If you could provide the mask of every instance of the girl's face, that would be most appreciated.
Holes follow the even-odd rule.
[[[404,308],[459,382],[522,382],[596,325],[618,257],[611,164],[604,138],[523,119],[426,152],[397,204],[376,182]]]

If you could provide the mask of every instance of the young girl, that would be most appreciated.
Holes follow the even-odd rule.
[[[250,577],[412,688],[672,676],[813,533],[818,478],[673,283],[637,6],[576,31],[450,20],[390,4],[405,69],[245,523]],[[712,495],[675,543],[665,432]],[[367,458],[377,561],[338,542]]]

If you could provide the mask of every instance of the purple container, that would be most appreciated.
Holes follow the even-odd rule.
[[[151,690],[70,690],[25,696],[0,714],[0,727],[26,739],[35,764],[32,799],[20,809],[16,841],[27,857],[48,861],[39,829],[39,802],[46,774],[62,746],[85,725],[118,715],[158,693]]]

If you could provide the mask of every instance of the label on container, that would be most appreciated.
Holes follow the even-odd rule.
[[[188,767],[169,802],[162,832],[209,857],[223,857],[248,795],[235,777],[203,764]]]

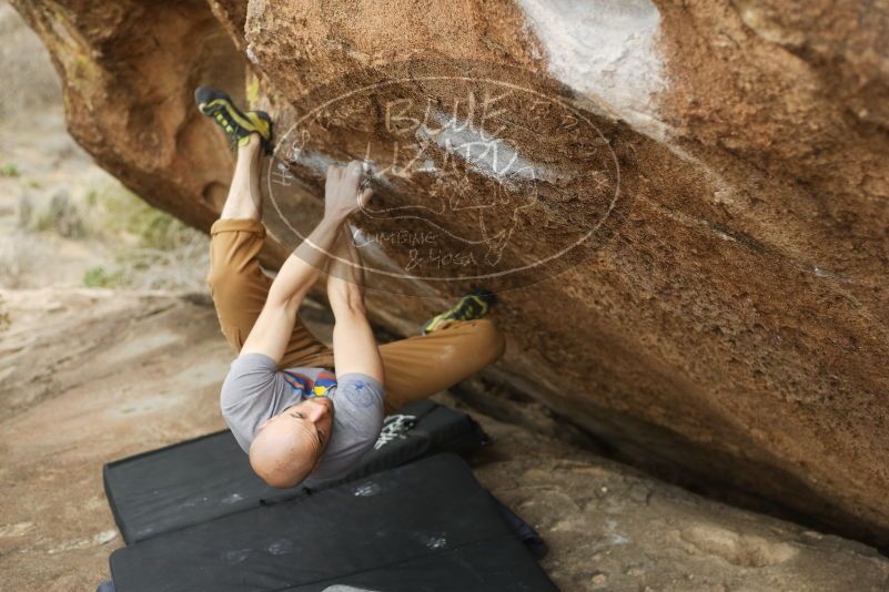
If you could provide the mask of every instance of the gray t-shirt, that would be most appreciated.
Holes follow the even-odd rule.
[[[324,368],[287,368],[289,372],[314,381]],[[327,448],[304,486],[317,487],[324,481],[344,477],[361,457],[371,450],[383,428],[383,385],[366,374],[348,372],[336,377],[336,386],[327,390],[333,404],[333,423]],[[265,354],[241,354],[232,361],[220,392],[225,423],[244,450],[257,428],[266,419],[305,399],[292,376],[277,368]]]

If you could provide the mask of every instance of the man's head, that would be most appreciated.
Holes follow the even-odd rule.
[[[250,466],[271,487],[299,484],[315,468],[331,435],[333,404],[313,397],[260,426],[250,445]]]

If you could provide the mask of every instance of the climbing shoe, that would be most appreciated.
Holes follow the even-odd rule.
[[[232,141],[232,146],[243,146],[247,143],[250,134],[260,135],[262,147],[266,154],[272,154],[272,118],[264,111],[243,112],[232,102],[232,98],[216,89],[199,86],[194,91],[194,102],[198,109],[211,118],[222,127],[225,135]]]
[[[448,320],[473,320],[485,316],[491,306],[497,302],[496,296],[484,288],[475,288],[461,298],[457,304],[440,315],[435,315],[423,324],[423,335],[432,333]]]

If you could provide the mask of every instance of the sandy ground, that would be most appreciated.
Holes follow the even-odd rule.
[[[199,256],[164,272],[172,289],[85,288],[84,273],[111,268],[120,245],[23,221],[23,204],[38,212],[60,192],[82,204],[113,180],[67,135],[48,57],[2,1],[0,32],[16,42],[0,52],[11,81],[0,102],[41,110],[27,129],[0,112],[0,589],[92,590],[122,544],[102,465],[222,429],[233,354]],[[329,337],[323,314],[305,316]],[[541,531],[542,564],[563,590],[889,589],[889,562],[872,549],[664,484],[574,446],[582,438],[539,405],[464,387],[476,409],[509,422],[436,397],[494,437],[471,458],[475,473]]]
[[[122,540],[102,465],[224,428],[229,350],[202,293],[0,290],[0,572],[3,590],[91,590]],[[310,326],[329,336],[315,308]],[[537,409],[474,414],[494,443],[478,479],[550,547],[563,590],[886,590],[889,561],[859,543],[737,510],[645,477],[566,438]],[[489,397],[489,408],[511,405]],[[514,405],[514,404],[512,404]]]

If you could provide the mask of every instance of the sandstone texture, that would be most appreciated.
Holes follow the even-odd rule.
[[[191,93],[225,88],[276,121],[270,266],[365,159],[378,323],[488,284],[491,380],[889,544],[885,1],[12,3],[71,134],[149,203],[218,215],[232,160]]]

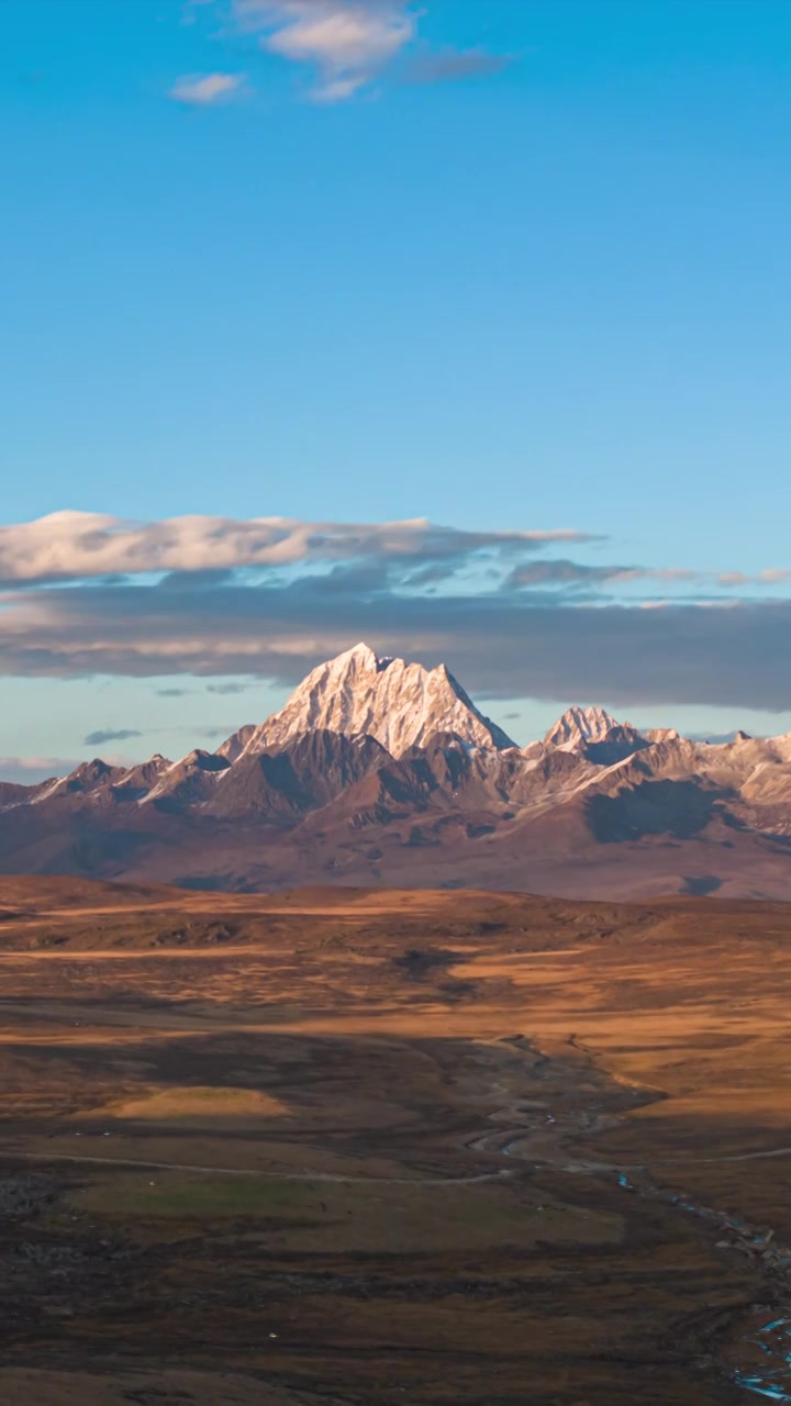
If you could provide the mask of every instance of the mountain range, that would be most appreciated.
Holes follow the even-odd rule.
[[[791,898],[791,734],[571,707],[519,748],[441,665],[360,644],[215,752],[0,782],[0,872]]]

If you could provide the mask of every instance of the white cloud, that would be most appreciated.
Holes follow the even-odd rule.
[[[339,103],[372,82],[414,39],[408,0],[236,0],[262,46],[318,73],[312,98]]]
[[[462,564],[477,553],[511,557],[545,543],[584,541],[577,531],[460,531],[425,519],[400,523],[305,523],[287,517],[170,517],[137,523],[103,513],[56,512],[0,527],[0,583],[76,581],[149,572],[374,560],[410,569]]]
[[[234,97],[243,82],[239,73],[191,75],[179,79],[169,96],[175,103],[183,103],[187,107],[213,107]]]

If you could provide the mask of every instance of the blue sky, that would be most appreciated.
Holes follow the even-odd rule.
[[[4,0],[6,775],[210,745],[363,630],[524,740],[791,728],[790,77],[787,0]],[[58,519],[20,585],[65,509],[462,537],[99,579]]]

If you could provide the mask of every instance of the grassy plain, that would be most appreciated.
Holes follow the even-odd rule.
[[[0,1400],[747,1402],[791,1291],[722,1226],[791,1244],[790,945],[777,904],[0,880]]]

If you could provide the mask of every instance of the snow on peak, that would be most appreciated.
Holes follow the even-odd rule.
[[[586,742],[601,742],[614,727],[621,724],[602,707],[570,707],[549,730],[545,742],[567,752]],[[626,724],[628,725],[628,724]]]
[[[373,737],[393,756],[436,733],[455,733],[477,747],[514,745],[476,709],[445,665],[429,671],[421,664],[379,658],[367,644],[357,644],[319,664],[280,713],[260,727],[243,730],[246,735],[229,738],[221,752],[232,759],[251,756],[318,728]]]

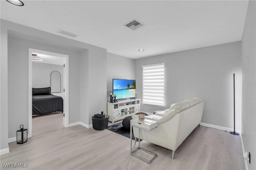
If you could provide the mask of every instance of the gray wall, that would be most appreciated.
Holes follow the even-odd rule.
[[[0,57],[0,150],[8,149],[8,72],[7,27],[1,22],[1,57]]]
[[[107,101],[110,100],[112,79],[134,79],[135,60],[112,53],[107,53]]]
[[[80,86],[79,83],[75,83],[80,81],[79,53],[9,36],[8,38],[9,138],[16,136],[16,130],[19,129],[20,125],[24,125],[26,128],[28,127],[28,56],[29,48],[69,55],[69,121],[70,123],[72,123],[80,121]],[[33,65],[35,65],[33,64]],[[50,71],[48,73],[50,73]]]
[[[88,102],[85,105],[87,108],[82,113],[87,119],[86,123],[91,123],[91,118],[89,118],[94,113],[106,113],[106,49],[2,19],[1,36],[1,150],[8,148],[8,138],[15,136],[13,132],[18,129],[21,122],[28,127],[29,48],[69,55],[70,123],[80,121],[82,113],[81,77],[84,76],[87,89],[90,88],[86,90],[88,94],[82,94],[86,98],[84,102]],[[86,50],[87,54],[83,55],[81,51]],[[86,58],[84,61],[88,63],[81,63],[84,57]],[[87,67],[88,72],[80,73],[80,66]],[[19,72],[16,74],[18,70]],[[19,84],[16,85],[17,82]],[[18,89],[16,87],[18,85]],[[19,103],[13,103],[13,99],[18,99]]]
[[[80,58],[80,73],[83,76],[80,76],[80,121],[89,125],[88,105],[89,75],[84,74],[89,72],[89,53],[88,50],[81,52]]]
[[[50,87],[51,73],[53,71],[57,71],[60,73],[60,89],[61,93],[63,93],[63,66],[62,65],[32,62],[32,87],[42,88]]]
[[[256,169],[256,2],[249,1],[242,40],[242,136],[251,154],[250,170]]]
[[[141,110],[152,113],[170,108],[172,103],[198,97],[205,102],[202,122],[232,128],[233,73],[236,75],[237,95],[241,96],[240,45],[238,42],[136,59],[135,79],[139,98],[142,97],[142,66],[165,63],[165,106],[142,102]],[[239,101],[236,125],[240,129]]]

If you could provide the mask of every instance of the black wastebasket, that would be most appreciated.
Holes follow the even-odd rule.
[[[95,130],[104,130],[108,125],[109,116],[97,114],[92,117],[92,127]]]

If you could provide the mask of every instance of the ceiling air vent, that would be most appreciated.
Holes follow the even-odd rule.
[[[132,30],[135,30],[138,28],[143,26],[144,24],[138,21],[134,20],[132,21],[129,22],[125,25],[126,27],[130,28]]]
[[[58,32],[62,34],[64,34],[67,36],[69,36],[70,37],[72,37],[73,38],[76,37],[78,36],[72,33],[71,32],[67,32],[66,31],[63,31],[62,30],[60,30]]]

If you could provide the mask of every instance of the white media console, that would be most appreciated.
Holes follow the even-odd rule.
[[[125,100],[116,103],[108,102],[107,104],[107,114],[109,116],[109,121],[112,123],[140,111],[140,99]]]

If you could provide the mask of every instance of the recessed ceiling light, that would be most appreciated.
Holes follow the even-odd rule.
[[[17,6],[23,6],[24,3],[20,0],[6,0],[8,2]]]
[[[37,54],[32,54],[32,60],[34,61],[42,61],[43,59],[39,56],[37,56]]]

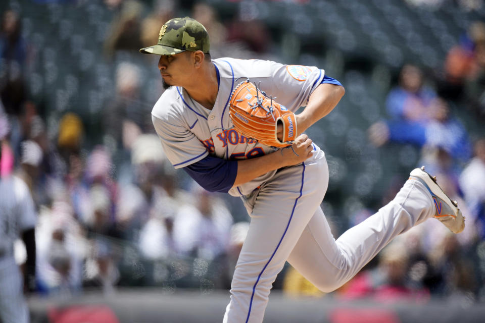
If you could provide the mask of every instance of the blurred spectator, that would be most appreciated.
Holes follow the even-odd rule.
[[[0,133],[2,146],[6,142],[5,135],[5,132]],[[0,163],[4,157],[2,149],[0,150]],[[2,174],[0,176],[0,278],[2,285],[0,289],[0,320],[4,322],[27,323],[30,320],[23,291],[32,291],[35,289],[34,227],[36,221],[36,212],[27,185],[10,173]],[[21,238],[27,253],[23,279],[14,253],[14,243]]]
[[[426,122],[391,120],[374,124],[369,128],[369,140],[377,146],[392,141],[440,148],[453,158],[466,160],[471,153],[468,133],[452,116],[449,103],[436,97],[428,110],[430,119]]]
[[[116,12],[106,34],[105,55],[113,58],[118,50],[137,51],[143,47],[140,32],[143,5],[135,0],[106,0],[105,3]]]
[[[154,2],[151,13],[141,23],[142,47],[153,45],[154,41],[158,39],[159,30],[162,25],[173,18],[175,15],[176,4],[174,0],[156,0]]]
[[[320,297],[325,295],[293,267],[288,268],[284,274],[283,291],[285,294],[295,297]]]
[[[76,158],[73,156],[72,162],[79,163]],[[113,171],[108,149],[97,146],[87,157],[83,177],[74,175],[77,180],[71,183],[70,192],[75,214],[90,233],[119,237],[115,218],[117,186]]]
[[[57,147],[66,164],[72,154],[79,154],[84,135],[84,126],[81,119],[75,114],[68,113],[59,121]]]
[[[474,114],[485,120],[485,42],[475,46],[476,70],[465,84],[465,102]]]
[[[474,157],[460,175],[460,186],[469,207],[467,222],[476,228],[480,239],[485,239],[485,138],[477,140]]]
[[[8,116],[4,113],[0,102],[0,177],[7,176],[13,170],[15,164],[14,152],[7,140],[10,132]]]
[[[27,67],[27,50],[18,13],[6,11],[2,18],[0,34],[0,96],[7,113],[16,116],[21,114],[26,95],[24,72]]]
[[[140,134],[153,128],[151,119],[147,117],[150,113],[139,100],[141,80],[136,65],[126,62],[118,65],[116,93],[107,103],[104,123],[106,134],[116,141],[118,148],[129,150]]]
[[[86,261],[83,287],[91,290],[101,289],[105,296],[112,294],[116,291],[120,273],[115,264],[110,244],[99,240],[93,249],[92,256]]]
[[[193,205],[181,206],[174,222],[181,253],[211,260],[226,251],[232,218],[223,201],[195,183]]]
[[[61,194],[41,209],[36,230],[39,290],[69,297],[80,291],[87,245],[67,197]]]
[[[463,94],[467,79],[475,74],[477,69],[475,49],[485,43],[485,23],[472,24],[460,42],[448,51],[444,65],[444,76],[439,84],[440,94],[456,100]]]
[[[447,232],[431,251],[431,259],[442,277],[440,295],[457,304],[473,302],[479,287],[473,273],[473,264],[458,243],[457,236]]]
[[[386,109],[391,120],[424,123],[430,119],[429,105],[436,93],[424,85],[423,79],[422,71],[417,66],[403,67],[398,85],[386,99]]]
[[[41,181],[43,175],[40,167],[42,151],[40,146],[33,140],[22,142],[21,146],[20,167],[16,173],[27,184],[36,207],[38,208],[39,205],[48,204],[50,199],[45,183]]]
[[[254,3],[242,2],[239,4],[237,14],[227,27],[227,41],[240,43],[256,53],[269,50],[272,44],[271,37],[268,27],[258,18],[259,12]],[[212,43],[212,39],[211,41]]]
[[[202,24],[207,30],[211,40],[211,52],[218,50],[219,47],[224,45],[227,32],[213,7],[204,3],[196,4],[192,9],[192,18]]]
[[[237,258],[249,230],[249,222],[243,221],[233,224],[226,252],[220,254],[211,261],[207,278],[212,282],[215,288],[230,289]]]

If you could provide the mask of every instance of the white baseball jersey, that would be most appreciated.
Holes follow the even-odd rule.
[[[247,138],[233,128],[229,116],[229,97],[236,85],[246,78],[259,84],[268,95],[276,97],[276,102],[295,112],[306,105],[310,94],[324,75],[324,71],[317,67],[267,61],[221,58],[212,62],[220,81],[212,110],[192,100],[182,88],[172,87],[164,92],[152,112],[164,150],[176,168],[189,165],[209,154],[237,159],[274,151],[273,148]],[[314,149],[318,149],[316,145]],[[249,194],[275,172],[270,172],[233,188],[229,193],[235,196]]]
[[[34,203],[20,178],[0,179],[0,317],[6,323],[29,321],[23,283],[14,257],[14,243],[22,232],[35,226]]]
[[[169,160],[187,166],[208,154],[226,159],[257,157],[273,148],[240,135],[231,126],[228,107],[232,89],[249,78],[288,110],[306,105],[321,83],[322,70],[258,60],[213,61],[219,78],[212,110],[180,87],[166,91],[152,112]],[[318,140],[318,138],[312,138]],[[343,285],[398,234],[434,214],[431,195],[408,180],[396,198],[335,241],[320,204],[328,184],[325,155],[270,172],[229,193],[243,197],[251,221],[232,278],[223,323],[260,323],[270,291],[287,260],[324,292]]]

= = = = = = =

DESCRIPTION OF THE TASK
List every line of the records that contains the word "girl", matching case exactly.

FINISHED ANSWER
If you could provide the mask of every instance of the girl's face, that would be most appreciated.
If you could provide the mask of every instance of the young girl, that would be most appreciated.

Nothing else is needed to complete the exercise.